Write out, word for word, only the lines from the one containing "Identify one point per instance of the black knit" through the final line of the data.

## DATA SHOWN:
::::

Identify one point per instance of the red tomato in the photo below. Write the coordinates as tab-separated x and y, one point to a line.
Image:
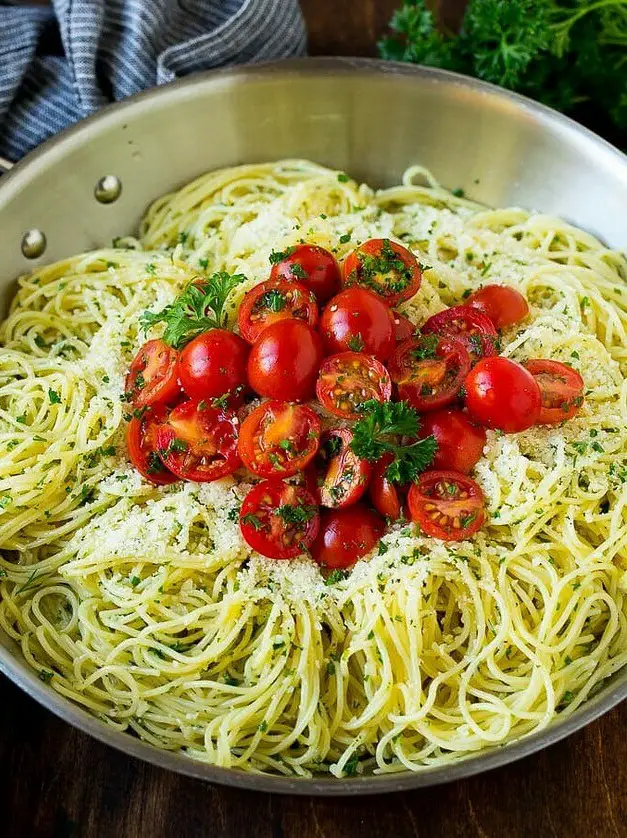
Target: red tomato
152	378
278	439
141	442
348	380
213	364
385	267
561	390
502	394
284	362
460	442
358	320
343	475
272	301
313	266
447	505
198	442
386	497
279	520
474	329
346	535
503	304
403	327
429	370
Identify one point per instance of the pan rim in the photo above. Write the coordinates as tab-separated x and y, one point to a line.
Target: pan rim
26	679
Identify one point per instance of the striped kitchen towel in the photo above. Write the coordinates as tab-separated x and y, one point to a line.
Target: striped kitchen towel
61	62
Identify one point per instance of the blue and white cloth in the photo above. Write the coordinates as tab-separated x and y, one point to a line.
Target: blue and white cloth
62	62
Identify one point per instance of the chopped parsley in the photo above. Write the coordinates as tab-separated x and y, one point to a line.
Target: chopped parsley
356	343
336	576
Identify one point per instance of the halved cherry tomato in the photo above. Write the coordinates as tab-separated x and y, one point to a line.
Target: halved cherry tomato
403	327
502	394
561	390
284	362
447	505
343	475
213	364
279	520
348	380
460	442
346	535
198	442
474	329
272	301
141	442
152	378
313	266
385	267
278	439
387	498
503	304
358	320
429	370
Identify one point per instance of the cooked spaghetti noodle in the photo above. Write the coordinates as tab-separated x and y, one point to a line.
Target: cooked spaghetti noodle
144	605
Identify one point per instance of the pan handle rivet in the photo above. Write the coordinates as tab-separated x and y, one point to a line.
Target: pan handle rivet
108	189
33	243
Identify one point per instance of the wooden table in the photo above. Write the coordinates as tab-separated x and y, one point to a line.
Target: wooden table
55	781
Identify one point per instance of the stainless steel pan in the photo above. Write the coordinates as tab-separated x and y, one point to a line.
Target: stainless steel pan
372	119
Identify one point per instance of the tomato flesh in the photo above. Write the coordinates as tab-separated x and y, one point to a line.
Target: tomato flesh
343	475
141	443
429	370
561	390
199	442
460	441
279	520
284	362
358	320
212	364
471	327
503	304
385	267
273	301
386	497
346	535
152	377
349	379
279	439
502	394
311	266
446	505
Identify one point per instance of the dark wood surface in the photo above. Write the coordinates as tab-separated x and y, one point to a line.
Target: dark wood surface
54	781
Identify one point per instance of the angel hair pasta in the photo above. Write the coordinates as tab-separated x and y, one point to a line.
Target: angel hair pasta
144	605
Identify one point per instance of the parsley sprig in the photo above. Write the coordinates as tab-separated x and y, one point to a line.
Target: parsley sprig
378	434
563	54
198	308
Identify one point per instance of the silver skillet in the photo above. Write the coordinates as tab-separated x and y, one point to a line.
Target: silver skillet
372	119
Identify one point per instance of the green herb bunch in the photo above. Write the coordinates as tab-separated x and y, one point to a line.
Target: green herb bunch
560	52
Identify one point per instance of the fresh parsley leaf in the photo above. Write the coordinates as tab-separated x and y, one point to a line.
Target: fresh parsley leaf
378	434
197	309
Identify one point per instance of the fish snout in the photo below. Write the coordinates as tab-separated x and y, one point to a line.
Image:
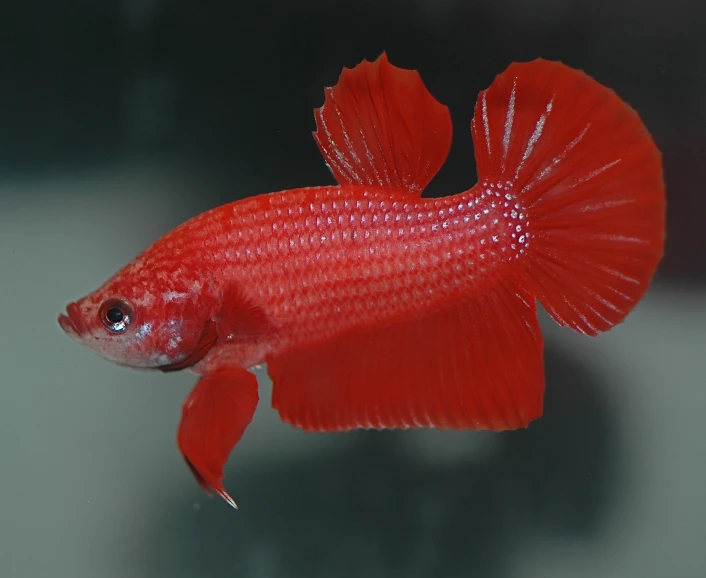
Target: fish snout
72	323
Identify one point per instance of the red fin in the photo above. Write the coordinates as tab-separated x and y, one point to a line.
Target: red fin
214	417
208	338
582	163
380	126
238	317
473	366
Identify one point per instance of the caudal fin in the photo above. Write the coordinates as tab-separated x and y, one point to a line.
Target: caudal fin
582	164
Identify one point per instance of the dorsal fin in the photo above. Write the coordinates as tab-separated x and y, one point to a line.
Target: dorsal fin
380	126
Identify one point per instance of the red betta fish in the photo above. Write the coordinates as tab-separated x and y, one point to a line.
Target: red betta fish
376	308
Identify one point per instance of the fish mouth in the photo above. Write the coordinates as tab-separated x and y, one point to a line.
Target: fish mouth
71	322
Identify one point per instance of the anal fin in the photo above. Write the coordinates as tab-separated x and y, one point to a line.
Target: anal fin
476	365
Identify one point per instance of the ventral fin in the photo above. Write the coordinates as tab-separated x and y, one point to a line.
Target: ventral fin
214	417
379	125
475	365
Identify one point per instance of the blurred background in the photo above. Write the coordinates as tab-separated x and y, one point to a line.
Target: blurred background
122	119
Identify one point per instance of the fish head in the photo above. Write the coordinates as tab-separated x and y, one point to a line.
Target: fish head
144	318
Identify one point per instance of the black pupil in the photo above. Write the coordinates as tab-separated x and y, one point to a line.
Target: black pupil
114	315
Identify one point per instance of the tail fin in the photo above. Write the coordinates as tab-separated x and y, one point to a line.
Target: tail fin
583	165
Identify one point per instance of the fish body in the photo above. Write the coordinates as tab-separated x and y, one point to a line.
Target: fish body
374	307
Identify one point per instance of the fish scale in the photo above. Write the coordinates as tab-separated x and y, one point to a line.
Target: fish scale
376	308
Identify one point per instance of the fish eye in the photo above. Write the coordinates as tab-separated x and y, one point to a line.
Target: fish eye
116	315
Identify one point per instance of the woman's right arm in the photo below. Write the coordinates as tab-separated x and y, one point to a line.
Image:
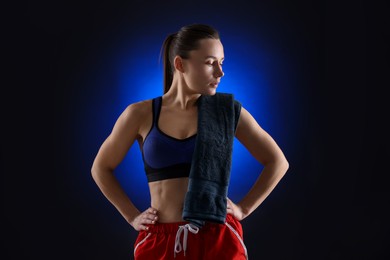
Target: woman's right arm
110	155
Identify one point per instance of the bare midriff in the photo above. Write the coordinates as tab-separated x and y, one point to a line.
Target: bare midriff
167	197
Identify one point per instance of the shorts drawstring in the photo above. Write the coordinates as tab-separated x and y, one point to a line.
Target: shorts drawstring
184	228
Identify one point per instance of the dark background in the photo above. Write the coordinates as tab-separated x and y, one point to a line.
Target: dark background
336	191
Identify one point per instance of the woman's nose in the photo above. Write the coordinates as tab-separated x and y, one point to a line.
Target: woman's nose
219	72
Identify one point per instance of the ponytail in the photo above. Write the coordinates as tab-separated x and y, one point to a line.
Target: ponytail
180	44
167	67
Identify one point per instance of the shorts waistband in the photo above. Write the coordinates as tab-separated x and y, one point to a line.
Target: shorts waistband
173	227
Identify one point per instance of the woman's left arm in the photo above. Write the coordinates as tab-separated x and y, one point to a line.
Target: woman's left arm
267	152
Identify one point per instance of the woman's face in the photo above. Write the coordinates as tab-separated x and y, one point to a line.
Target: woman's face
203	69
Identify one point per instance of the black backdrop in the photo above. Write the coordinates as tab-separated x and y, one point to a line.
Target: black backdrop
344	217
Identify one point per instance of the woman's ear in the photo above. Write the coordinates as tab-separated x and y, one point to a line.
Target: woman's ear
178	64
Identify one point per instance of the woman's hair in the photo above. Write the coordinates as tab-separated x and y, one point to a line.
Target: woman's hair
181	43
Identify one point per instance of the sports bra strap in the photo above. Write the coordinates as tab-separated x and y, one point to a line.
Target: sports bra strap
156	109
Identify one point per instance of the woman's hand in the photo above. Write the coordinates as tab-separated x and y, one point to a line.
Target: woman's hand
144	219
234	210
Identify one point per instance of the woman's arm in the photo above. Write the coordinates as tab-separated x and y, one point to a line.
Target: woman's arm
266	151
110	155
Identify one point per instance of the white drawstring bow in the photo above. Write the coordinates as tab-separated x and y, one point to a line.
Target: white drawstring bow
185	228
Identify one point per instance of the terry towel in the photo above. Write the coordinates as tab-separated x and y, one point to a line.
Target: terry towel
206	198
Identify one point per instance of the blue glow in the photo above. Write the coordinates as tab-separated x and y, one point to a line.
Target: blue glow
249	74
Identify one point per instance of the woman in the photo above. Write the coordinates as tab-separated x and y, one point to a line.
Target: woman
166	130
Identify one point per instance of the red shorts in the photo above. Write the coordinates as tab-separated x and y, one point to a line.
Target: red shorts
184	241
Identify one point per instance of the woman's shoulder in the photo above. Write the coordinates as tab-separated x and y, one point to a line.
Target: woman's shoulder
139	109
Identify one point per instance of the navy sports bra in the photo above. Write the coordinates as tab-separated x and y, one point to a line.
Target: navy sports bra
166	157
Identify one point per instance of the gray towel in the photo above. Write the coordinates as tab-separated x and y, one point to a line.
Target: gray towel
206	198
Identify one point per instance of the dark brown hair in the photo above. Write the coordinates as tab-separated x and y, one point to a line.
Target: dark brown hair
181	43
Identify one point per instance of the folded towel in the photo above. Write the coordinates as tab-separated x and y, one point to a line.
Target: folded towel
206	198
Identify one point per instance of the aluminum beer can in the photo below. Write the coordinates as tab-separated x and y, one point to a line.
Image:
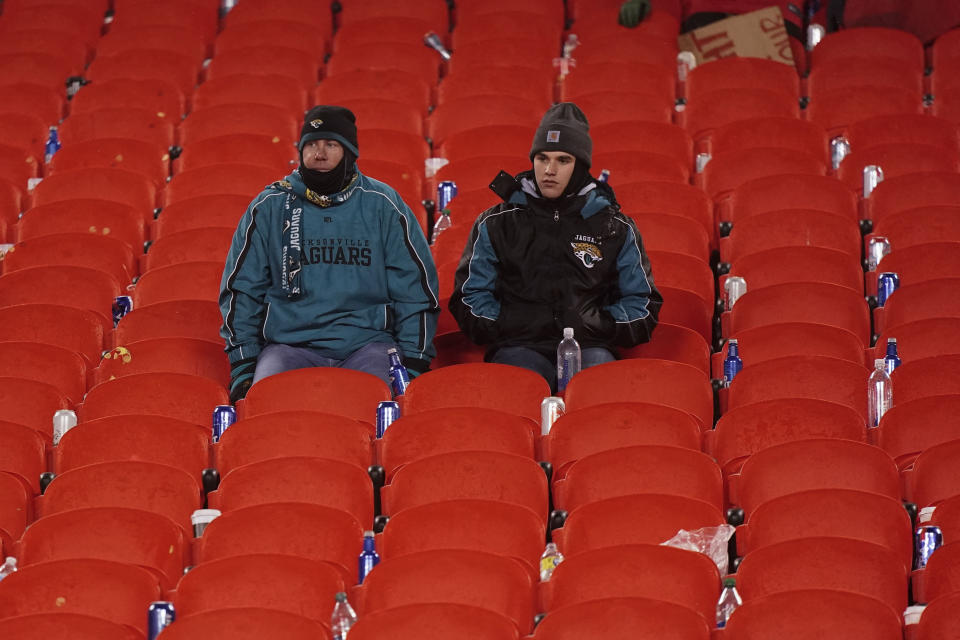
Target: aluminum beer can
878	247
122	305
160	615
927	539
387	412
872	176
839	149
734	287
887	283
551	408
223	416
446	191
63	421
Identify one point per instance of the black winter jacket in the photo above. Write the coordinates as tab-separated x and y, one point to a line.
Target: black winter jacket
534	266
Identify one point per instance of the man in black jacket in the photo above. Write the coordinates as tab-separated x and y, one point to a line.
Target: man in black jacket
556	253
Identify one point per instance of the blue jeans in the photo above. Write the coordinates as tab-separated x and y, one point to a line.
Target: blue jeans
276	358
538	363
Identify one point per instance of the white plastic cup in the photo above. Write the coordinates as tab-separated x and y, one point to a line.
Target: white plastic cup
911	615
63	421
201	518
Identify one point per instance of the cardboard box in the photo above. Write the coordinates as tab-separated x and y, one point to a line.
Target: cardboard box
758	34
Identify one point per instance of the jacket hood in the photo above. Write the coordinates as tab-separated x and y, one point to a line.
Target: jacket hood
589	200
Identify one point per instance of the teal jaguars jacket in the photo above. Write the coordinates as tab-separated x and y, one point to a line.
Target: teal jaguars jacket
332	273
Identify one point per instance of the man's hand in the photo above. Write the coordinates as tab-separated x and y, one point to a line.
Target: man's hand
241	377
632	12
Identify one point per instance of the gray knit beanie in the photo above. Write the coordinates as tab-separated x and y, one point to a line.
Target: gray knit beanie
564	128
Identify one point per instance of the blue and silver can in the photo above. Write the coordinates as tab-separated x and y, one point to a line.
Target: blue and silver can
122	305
887	283
223	416
387	412
160	615
927	539
446	191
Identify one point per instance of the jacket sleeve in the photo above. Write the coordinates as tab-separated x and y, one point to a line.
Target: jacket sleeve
637	309
413	288
479	312
243	287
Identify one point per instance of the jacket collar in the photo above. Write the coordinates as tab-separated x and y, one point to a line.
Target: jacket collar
294	184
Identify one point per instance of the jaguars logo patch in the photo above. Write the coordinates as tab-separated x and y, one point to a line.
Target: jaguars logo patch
588	253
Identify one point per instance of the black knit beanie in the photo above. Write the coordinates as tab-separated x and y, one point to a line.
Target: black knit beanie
326	122
564	128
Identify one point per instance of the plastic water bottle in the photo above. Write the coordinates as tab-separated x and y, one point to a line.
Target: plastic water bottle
549	560
728	602
879	393
9	566
343	618
892	359
399	378
732	364
568	359
53	145
369	558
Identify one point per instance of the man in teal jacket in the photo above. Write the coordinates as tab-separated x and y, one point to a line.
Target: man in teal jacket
328	267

::::

## RESPONSE BELOW:
Identify one point per instance of the black knit beanie in the photo above. Write the coordinates as tab-separated x and y, one point to a line.
Target: black knit beanie
326	122
564	128
Identify one point per instance of the plastic water bottle in the photo above. Write the coordinates as tab-separated x and y, one point to a line.
Target: plastic water bottle
549	560
728	602
879	393
9	566
343	618
892	359
399	378
732	364
568	359
53	145
369	558
Identify one point per instance of the man in teal jacket in the photo above. Write the coordinates as tab-separated x and y, one point to a line.
Target: man in teal jacket
328	267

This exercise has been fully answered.